**Problème posé**
Dans le texte sur la filière laitière au Sénégal, reformulez plus brièvement le paragraphe qui commence par « On ne peut parler de lait local », en conservant ses faits principaux.

**Texte fourni**
>>>>>
Les filières
La filière lait
Présentation de la filière
lait
La filière laitière au Sénégal : état des lieux et perspectives
Introduction
L’élevage occupe une place centrale dans l’économie sénégalaise, représentant la deuxième activité du secteur agricole après l’agriculture. Il contribue à environ 35 % du PIB du secteur primaire et 4,8 % du PIB national. Toutefois, la production laitière locale reste insuffisante pour couvrir la demande nationale, ce qui entraîne une forte dépendance aux importations de produits laitiers, surtout de lait en poudre. En 2017, le volume des importations a atteint 30 660 tonnes, soit 211,6 millions de litres équivalents lait (Eql), provenant pour plus de 95 % de l’Union Européenne. LA valeur de ces importations de lait et produits laitiers en 2017 était de 34 milliard de FCFA.
On ne peut parler de lait local sans parler de ce lait en poudre importé. Pour commencer, il faut clarifier une chose : tout le lait en poudre présent au Sénégal est importé. Le Sénégal ne produit pas de lait en poudre. Il est essentiellement importé d’Europe et est reconditionné dans des sachets pour la consommation locale par les industriels laitiers locaux ou par les commerçants. Ce lait en poudre est soit vendu sous cette forme, soit transformé par les industriels laitiers.
Dans la suite de cet article, nous nous concentrerons sur la filière du lait local issue de la production nationale.
Systèmes de production laitière
Trois principaux systèmes de production coexistent au Sénégal :
- Le système pastoral extensif transhumant, prédominant dans la zone sylvopastorale.
- Le système agropastoral, principalement localisé dans le centre du pays, le bassin arachidier et la zone sud.
- Le système moderne et semi-moderne, en développement autour de Dakar et d’autres grandes villes.
Les deux premiers systèmes fournissent l’essentiel du lait local, mais des unités modernes sont de plus en plus nombreuses, surtout en périphérie des grandes villes du Sénégal comme Dakar, Thiès, Saint Louis.
Principales caractéristiques de la production laitière sénégalaise
La filière lait local est caractérisée par :
- Production faible et auto-consommation élevée : Selon les régions, entre 35 % et 80 % de la production laitière est directement consommée par les éleveurs et leurs familles. Cette situation limite la commercialisation du lait et freine le développement d’une industrie laitière locale structurée.
- Faible rendement laitier : Les vaches locales, principalement de race zébu élevé dans le système traditionnel, produisent en moyenne 1 à 3 litres de lait par jour. Ce faible rendement est dû à une alimentation souvent insuffisante et à l’absence de sélection génétique adaptée aux conditions locales.
<<<<<
**Données affichées**
>>>>>
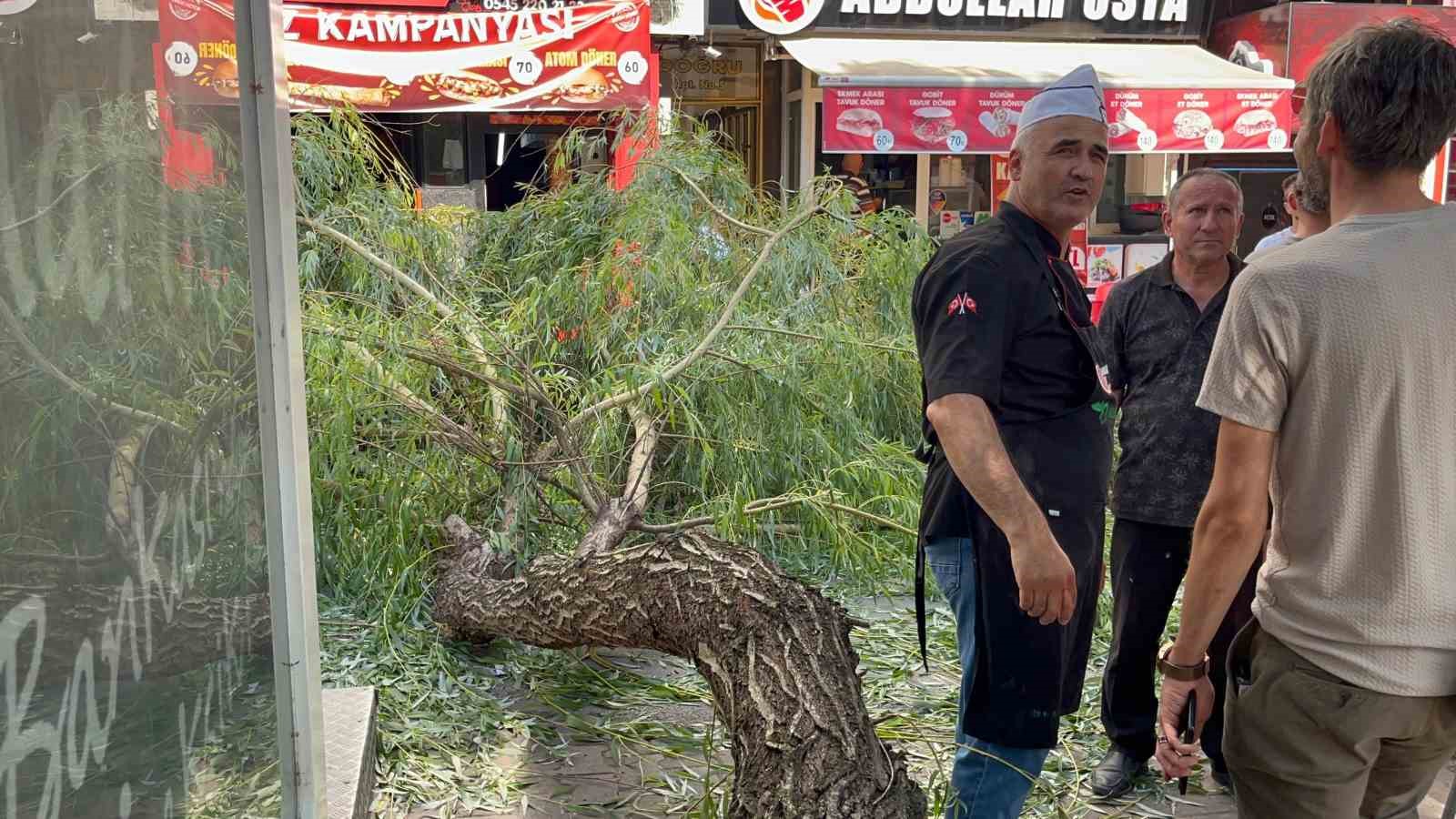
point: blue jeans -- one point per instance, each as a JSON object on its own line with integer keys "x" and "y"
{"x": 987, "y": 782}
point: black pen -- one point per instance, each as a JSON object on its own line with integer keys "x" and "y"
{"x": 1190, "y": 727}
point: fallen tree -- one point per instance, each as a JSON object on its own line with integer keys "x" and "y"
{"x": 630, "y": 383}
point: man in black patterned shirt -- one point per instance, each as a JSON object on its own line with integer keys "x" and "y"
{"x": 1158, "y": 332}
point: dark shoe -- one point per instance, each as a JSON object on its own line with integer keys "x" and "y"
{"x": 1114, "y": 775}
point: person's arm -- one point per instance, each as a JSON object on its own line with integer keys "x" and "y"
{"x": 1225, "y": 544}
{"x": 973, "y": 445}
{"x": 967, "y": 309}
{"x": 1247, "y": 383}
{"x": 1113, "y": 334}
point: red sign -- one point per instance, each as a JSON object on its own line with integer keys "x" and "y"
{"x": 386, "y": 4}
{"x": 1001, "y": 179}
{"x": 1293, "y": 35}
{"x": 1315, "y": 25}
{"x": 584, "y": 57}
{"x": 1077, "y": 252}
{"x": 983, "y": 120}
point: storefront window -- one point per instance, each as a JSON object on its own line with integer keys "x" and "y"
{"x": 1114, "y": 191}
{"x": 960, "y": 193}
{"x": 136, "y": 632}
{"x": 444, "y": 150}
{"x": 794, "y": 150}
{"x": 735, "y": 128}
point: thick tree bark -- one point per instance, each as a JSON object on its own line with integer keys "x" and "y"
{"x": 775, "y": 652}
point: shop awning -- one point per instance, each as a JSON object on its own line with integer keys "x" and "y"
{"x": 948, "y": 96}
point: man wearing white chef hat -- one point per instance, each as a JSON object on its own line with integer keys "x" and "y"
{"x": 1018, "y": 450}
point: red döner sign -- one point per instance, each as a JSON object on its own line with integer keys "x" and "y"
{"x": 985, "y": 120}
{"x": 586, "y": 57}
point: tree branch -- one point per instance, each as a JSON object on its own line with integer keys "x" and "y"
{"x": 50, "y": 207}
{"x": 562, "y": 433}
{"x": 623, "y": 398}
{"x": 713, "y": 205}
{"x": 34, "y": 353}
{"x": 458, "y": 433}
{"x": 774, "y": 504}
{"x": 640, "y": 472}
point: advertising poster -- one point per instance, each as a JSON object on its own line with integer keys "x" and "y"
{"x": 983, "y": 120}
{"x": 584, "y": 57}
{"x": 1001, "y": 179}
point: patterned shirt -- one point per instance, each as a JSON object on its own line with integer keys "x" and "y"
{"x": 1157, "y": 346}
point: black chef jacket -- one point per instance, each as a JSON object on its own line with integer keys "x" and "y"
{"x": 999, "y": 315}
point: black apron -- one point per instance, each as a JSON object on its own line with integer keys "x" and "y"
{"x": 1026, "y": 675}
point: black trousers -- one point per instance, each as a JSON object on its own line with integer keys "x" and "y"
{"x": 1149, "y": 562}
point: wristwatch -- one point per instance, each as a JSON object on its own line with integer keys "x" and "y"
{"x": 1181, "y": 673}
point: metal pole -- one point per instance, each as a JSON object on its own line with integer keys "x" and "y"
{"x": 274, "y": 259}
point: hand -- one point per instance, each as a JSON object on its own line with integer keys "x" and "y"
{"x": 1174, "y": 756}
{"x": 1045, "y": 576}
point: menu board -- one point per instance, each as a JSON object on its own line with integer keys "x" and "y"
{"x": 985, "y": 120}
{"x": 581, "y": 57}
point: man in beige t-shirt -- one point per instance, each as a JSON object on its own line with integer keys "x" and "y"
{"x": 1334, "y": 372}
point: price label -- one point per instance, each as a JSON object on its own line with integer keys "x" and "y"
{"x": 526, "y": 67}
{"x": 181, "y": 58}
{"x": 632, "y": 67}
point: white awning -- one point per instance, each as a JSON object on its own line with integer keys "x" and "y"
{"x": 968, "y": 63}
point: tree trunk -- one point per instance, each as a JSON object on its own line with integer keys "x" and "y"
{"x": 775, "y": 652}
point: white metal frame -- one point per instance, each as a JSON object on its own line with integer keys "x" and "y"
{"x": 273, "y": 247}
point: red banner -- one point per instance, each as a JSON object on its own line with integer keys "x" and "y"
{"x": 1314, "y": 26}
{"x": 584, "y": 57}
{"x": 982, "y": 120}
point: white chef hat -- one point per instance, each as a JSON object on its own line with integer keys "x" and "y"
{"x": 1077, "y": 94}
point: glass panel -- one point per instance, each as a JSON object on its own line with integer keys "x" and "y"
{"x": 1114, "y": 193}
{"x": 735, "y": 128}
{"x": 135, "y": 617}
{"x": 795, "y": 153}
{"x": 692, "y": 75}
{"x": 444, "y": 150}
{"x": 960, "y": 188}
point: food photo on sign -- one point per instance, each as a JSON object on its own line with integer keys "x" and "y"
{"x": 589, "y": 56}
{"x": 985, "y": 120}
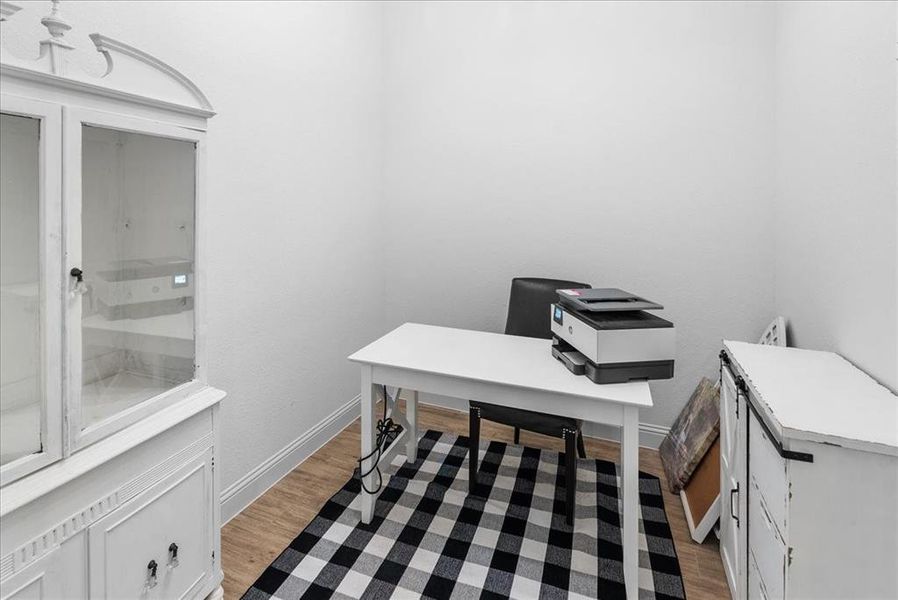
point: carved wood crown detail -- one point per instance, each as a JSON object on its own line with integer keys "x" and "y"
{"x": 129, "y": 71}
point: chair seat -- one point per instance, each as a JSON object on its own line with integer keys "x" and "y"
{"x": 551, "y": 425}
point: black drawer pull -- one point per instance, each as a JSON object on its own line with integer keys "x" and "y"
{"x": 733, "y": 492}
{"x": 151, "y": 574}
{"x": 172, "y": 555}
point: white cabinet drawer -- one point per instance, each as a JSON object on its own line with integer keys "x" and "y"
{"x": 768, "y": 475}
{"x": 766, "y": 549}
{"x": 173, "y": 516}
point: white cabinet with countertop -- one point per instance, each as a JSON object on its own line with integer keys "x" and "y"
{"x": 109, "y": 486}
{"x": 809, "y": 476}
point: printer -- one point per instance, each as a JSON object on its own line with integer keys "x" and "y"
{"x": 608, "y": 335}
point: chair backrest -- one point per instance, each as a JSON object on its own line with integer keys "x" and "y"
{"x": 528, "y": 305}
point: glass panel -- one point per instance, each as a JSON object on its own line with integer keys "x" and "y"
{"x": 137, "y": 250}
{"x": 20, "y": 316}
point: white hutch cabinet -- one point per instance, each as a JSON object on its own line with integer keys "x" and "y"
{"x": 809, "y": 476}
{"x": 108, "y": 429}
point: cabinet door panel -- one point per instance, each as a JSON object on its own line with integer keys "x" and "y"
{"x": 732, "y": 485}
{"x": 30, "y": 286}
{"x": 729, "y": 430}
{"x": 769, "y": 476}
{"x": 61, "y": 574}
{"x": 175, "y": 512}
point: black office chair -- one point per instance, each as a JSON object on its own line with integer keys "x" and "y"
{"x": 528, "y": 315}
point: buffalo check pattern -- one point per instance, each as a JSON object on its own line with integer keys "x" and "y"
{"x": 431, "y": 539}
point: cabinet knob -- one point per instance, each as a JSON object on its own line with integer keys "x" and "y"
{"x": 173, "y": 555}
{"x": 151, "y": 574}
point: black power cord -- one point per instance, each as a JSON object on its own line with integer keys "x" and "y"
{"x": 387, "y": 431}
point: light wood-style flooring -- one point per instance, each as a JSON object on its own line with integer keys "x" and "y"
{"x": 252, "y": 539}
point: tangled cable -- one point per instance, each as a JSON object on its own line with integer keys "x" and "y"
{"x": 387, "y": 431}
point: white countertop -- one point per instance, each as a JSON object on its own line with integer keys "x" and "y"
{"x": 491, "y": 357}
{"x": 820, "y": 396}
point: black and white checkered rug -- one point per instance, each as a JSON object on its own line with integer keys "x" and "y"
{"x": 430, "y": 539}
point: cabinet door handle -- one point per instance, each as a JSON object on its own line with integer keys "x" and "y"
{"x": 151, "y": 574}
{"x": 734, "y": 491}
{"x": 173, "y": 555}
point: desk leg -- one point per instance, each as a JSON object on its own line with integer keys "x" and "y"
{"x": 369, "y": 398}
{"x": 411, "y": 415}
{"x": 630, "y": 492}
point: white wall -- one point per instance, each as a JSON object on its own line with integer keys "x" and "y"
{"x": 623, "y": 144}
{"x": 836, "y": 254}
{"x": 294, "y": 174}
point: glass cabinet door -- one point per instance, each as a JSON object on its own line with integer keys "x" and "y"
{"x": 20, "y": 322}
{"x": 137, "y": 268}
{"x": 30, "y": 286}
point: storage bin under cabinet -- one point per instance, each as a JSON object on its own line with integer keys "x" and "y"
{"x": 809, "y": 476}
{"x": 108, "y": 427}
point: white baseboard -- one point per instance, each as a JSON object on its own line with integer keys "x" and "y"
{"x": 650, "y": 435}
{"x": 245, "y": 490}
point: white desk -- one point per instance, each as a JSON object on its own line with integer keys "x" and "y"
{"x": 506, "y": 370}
<<<<<
**Réponse complète**
Parler de lait local oblige à parler du lait en poudre importé. Le Sénégal n'en produit pas : tout le lait en poudre du pays est importé, surtout d'Europe. Les industriels laitiers locaux ou les commerçants le reconditionnent ensuite en sachets. Il est alors vendu tel quel ou transformé par les industriels.